◆ **DATA RECORDS**:

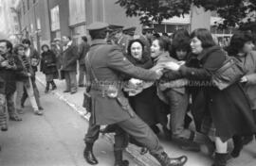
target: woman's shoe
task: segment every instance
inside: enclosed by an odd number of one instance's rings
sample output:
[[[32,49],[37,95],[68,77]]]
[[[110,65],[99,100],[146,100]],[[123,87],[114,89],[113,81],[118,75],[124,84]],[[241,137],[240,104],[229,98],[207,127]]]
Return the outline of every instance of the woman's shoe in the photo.
[[[22,121],[22,119],[18,115],[12,115],[9,118],[10,121]]]

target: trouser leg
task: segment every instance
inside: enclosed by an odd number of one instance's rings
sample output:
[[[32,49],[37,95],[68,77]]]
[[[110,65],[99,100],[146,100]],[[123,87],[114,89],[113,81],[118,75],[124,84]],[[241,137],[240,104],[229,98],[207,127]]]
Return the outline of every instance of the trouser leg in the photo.
[[[73,92],[77,91],[78,89],[78,83],[77,83],[77,72],[76,71],[71,71],[69,72],[69,77],[70,77],[70,90]]]
[[[6,95],[0,93],[0,127],[7,125]]]
[[[22,102],[22,98],[23,98],[23,93],[24,93],[24,82],[22,81],[17,81],[16,82],[16,108],[21,110],[21,102]]]
[[[65,91],[70,91],[70,76],[69,72],[64,71]]]
[[[25,87],[25,88],[26,88],[26,91],[27,92],[27,95],[28,95],[30,104],[31,104],[31,106],[33,108],[33,110],[38,111],[38,106],[37,106],[37,103],[36,103],[34,91],[33,91],[33,86],[32,86],[31,81],[29,81],[29,87]]]
[[[163,151],[156,135],[137,115],[117,124],[134,137],[139,143],[147,147],[151,153],[161,153]]]
[[[84,85],[85,65],[81,64],[79,66],[79,85]]]
[[[184,128],[189,95],[187,93],[181,94],[173,90],[170,90],[166,94],[169,99],[171,113],[170,128],[172,128],[173,138],[190,139],[191,130]]]
[[[87,133],[84,137],[84,142],[85,143],[94,143],[98,139],[100,135],[100,125],[94,124],[92,120],[92,116],[89,119],[89,126],[87,129]]]
[[[7,108],[9,117],[17,116],[17,112],[14,106],[14,92],[7,94]]]

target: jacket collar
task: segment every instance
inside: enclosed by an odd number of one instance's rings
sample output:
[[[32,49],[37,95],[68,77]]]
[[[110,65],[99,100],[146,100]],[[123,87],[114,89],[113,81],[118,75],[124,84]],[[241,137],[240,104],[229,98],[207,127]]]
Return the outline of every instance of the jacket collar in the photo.
[[[202,60],[204,58],[206,58],[209,54],[210,54],[211,52],[214,52],[214,51],[217,51],[217,50],[220,50],[220,46],[218,45],[215,45],[215,46],[211,46],[210,48],[206,48],[206,49],[203,49],[202,53],[200,53],[198,56],[197,56],[197,59],[198,60]]]
[[[105,40],[93,40],[92,46],[99,45],[99,44],[107,44]]]

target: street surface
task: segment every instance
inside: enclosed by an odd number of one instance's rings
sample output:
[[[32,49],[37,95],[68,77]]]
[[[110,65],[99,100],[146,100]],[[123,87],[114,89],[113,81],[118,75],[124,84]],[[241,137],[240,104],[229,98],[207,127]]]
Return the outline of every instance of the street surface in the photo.
[[[9,122],[0,133],[0,166],[87,166],[82,157],[88,123],[37,83],[44,116],[33,114],[28,100],[22,122]],[[99,166],[113,166],[113,145],[100,138],[94,148]],[[125,157],[127,158],[127,157]],[[137,165],[129,159],[131,165]]]

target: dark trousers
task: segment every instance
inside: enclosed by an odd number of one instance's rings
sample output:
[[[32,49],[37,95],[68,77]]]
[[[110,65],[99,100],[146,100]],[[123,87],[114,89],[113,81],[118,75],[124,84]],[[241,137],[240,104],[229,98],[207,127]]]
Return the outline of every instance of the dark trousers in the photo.
[[[135,114],[133,118],[116,124],[115,150],[123,150],[128,145],[130,135],[141,144],[141,146],[147,147],[151,154],[160,154],[163,152],[157,136],[137,115]],[[85,143],[95,142],[99,138],[99,134],[100,125],[94,125],[92,124],[92,118],[90,118],[89,128],[84,138]]]
[[[79,65],[79,85],[84,85],[85,80],[85,64]]]
[[[32,88],[33,88],[37,107],[42,107],[41,102],[40,102],[40,94],[39,94],[37,85],[35,83],[35,79],[31,79],[31,82],[32,82]],[[21,103],[23,105],[25,104],[27,97],[28,97],[27,91],[26,88],[24,88],[24,92],[23,92],[23,95],[22,95],[22,98],[21,98]]]
[[[66,85],[66,91],[77,91],[77,72],[76,71],[64,71],[64,79]]]
[[[6,95],[0,93],[0,127],[7,123]]]
[[[190,139],[192,131],[184,128],[184,120],[189,106],[189,94],[174,90],[165,92],[171,113],[170,128],[174,139]]]
[[[100,125],[96,125],[93,124],[92,116],[89,119],[89,126],[87,129],[87,133],[84,137],[84,142],[85,143],[94,143],[98,139],[100,135]]]

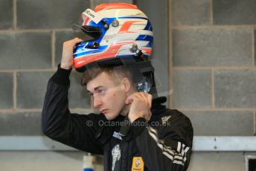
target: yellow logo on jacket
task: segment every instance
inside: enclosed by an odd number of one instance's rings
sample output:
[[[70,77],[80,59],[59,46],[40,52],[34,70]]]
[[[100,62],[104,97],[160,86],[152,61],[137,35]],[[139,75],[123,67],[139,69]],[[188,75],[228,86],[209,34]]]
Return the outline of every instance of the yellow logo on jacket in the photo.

◆ **DIRECTIONS FOR THIS TASK**:
Reproduce the lines without any change, starting with the line that contains "target: dark trousers" and going on through the line that contains "Return the outline of every instance of the dark".

◆ **WRITTEN REPLY**:
target: dark trousers
task: segment every instance
inside: enclosed by an odd number of one instance's rings
sample output:
[[[32,49],[37,95],[68,77]]]
[[[110,65],[99,100],[146,100]],[[123,87],[114,89],[113,81],[118,75],[124,84]],[[241,137],[240,104],[229,98],[207,127]]]
Return the outline of every instance of the dark trousers in the photo.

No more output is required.